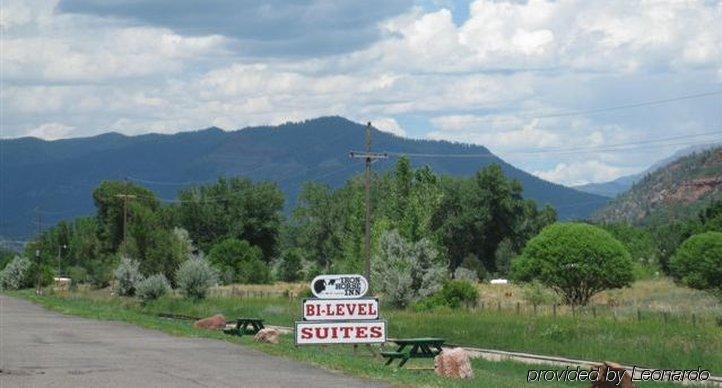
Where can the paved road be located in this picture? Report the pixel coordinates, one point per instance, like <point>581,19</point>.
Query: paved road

---

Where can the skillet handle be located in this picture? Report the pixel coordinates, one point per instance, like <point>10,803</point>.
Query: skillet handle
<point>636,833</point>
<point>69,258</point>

--

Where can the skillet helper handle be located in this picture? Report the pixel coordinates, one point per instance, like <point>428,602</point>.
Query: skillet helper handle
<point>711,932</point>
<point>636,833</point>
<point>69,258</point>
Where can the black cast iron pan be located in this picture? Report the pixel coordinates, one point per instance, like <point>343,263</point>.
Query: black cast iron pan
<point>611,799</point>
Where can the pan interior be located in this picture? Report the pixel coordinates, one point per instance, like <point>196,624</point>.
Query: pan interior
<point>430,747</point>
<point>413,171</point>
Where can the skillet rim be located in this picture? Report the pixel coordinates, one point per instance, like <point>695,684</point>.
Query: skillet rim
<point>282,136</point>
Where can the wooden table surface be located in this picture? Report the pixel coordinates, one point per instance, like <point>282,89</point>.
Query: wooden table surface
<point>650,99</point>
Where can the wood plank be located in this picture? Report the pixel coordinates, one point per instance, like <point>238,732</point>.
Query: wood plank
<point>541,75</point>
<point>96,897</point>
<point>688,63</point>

What the task asks:
Every line of the listing above that includes "road" should be copied out.

Response to the exercise:
Where can the paved road be located in this picture? Report the pixel coordinates, one point per instance, like <point>581,19</point>.
Query: paved road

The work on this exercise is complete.